======== DATA LISTING
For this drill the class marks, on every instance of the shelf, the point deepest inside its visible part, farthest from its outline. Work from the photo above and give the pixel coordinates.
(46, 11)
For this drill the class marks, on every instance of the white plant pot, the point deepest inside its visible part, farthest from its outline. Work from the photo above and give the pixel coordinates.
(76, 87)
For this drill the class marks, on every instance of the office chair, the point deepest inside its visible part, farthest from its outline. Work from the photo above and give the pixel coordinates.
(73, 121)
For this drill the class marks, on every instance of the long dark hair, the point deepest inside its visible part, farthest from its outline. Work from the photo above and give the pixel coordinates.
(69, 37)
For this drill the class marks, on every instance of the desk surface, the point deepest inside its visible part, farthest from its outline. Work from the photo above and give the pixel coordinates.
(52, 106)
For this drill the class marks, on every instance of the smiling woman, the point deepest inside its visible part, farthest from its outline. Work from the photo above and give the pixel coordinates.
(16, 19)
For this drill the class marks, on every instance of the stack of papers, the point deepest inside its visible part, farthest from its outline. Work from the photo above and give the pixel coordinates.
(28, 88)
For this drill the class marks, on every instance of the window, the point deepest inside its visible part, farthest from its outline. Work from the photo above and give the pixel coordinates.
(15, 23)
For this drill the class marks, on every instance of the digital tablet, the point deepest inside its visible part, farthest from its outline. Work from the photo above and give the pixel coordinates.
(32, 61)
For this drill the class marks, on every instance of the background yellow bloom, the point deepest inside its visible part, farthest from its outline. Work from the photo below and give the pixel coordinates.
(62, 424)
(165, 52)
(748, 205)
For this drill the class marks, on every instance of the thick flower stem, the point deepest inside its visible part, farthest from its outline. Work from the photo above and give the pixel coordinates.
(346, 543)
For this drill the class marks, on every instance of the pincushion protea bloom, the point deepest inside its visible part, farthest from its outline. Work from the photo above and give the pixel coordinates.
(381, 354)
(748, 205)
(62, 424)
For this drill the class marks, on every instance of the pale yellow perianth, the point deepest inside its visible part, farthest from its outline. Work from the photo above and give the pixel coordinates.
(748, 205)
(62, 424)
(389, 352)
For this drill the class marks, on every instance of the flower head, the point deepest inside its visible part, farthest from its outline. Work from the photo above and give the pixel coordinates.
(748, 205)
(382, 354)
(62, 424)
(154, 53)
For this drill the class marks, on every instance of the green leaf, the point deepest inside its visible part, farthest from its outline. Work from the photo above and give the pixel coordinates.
================
PROBLEM REQUIREMENTS - Repeat, exactly and in full, the records shown above.

ANSWER BOX -
For this drill the class marks, on every instance of the shelf, the point deepest inside its visible part, farthest from its outline. Work from the photo above and give the pixel coordinates.
(46, 11)
For this drill the class marks, on every instance of the white plant pot, the point deepest inside its visible part, farthest from its outline. Work from the photo above and give the pixel coordinates.
(76, 87)
For this drill the class marks, on every instance of the office chair, the point deepest inside its visible part, farthest from its outline. Work from the photo above and give the pixel coordinates.
(73, 121)
For this drill the class marks, on every instance of the long dark hair, the point deepest inside its visible part, farthest from its outline. Work from the photo above and give the pixel coordinates.
(69, 37)
For this drill the class marks, on every instance of the desk surface, the point deepest inside its visible part, farthest from its outline. Work from the photo above and give the pixel coordinates.
(52, 106)
For this drill the class marks, on every instance of the smiling woman, the point deepest inside its visible part, farthest from its outline. Work from the photo above and give the pixel coordinates.
(16, 19)
For this drill the class marks, on every instance of the stack of papers, the point deepest inside its visible part, farthest from its outline. Work from the photo above and give the pixel coordinates.
(28, 88)
For this drill the class marks, on every instance of the window, the point deepest inside its visible part, farthest from its outline. Work from the photo above and give the pixel coordinates.
(15, 23)
For this drill the class marks, on every instance of the digital tablet, the point deepest inside its visible part, farthest from its outline. Work from the photo above and give the pixel coordinates.
(32, 61)
For this drill the class marks, on every instance of the background yellow bloom, the point deepest inside its visible part, farthest from its outline. Work from the photo below and give the pixel coordinates.
(62, 424)
(165, 52)
(748, 205)
For this drill the class marks, on every instance of the thick flower stem, the point deepest inside its visible part, farthest from its outline. Work from the photo above and give the pixel coordinates.
(346, 543)
For this drill the class marks, on every instance of the pincushion protea bloom, the point deepest inside its visible part, farthest from its outline. Work from the photo above and give the pixel coordinates.
(381, 354)
(748, 205)
(62, 424)
For this drill the class marks, on every instance of the pale yellow perianth, the point deepest inside its visible part, farthest from its outline. Work from the photo above and give the pixel coordinates.
(748, 205)
(62, 424)
(389, 352)
For this drill the class marks, on every instance of the flower head, the point deepest inside its visible part, farthest from its outline. Work from the photo above and give the pixel coordinates.
(748, 205)
(382, 354)
(62, 424)
(154, 53)
For this drill the class marks, on every instance of the green leaf, the point deepest inside its visible part, farthest from its outline. Work from the photo above and give the pixel coordinates.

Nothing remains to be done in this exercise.